The only thing to send back is the number of lines below that hold the string "instance".

%%

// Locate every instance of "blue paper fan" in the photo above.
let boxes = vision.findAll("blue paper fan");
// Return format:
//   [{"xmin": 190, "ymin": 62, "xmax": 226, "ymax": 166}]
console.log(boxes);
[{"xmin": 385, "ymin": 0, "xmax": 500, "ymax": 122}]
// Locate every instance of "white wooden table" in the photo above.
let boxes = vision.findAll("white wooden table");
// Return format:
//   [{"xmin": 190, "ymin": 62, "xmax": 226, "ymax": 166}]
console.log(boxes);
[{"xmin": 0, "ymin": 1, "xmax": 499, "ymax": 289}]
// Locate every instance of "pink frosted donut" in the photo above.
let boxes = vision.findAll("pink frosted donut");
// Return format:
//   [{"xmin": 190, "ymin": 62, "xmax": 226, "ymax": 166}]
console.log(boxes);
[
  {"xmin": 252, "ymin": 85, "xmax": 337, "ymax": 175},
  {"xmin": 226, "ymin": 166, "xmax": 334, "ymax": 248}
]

%%

_RESULT BELOW_: 3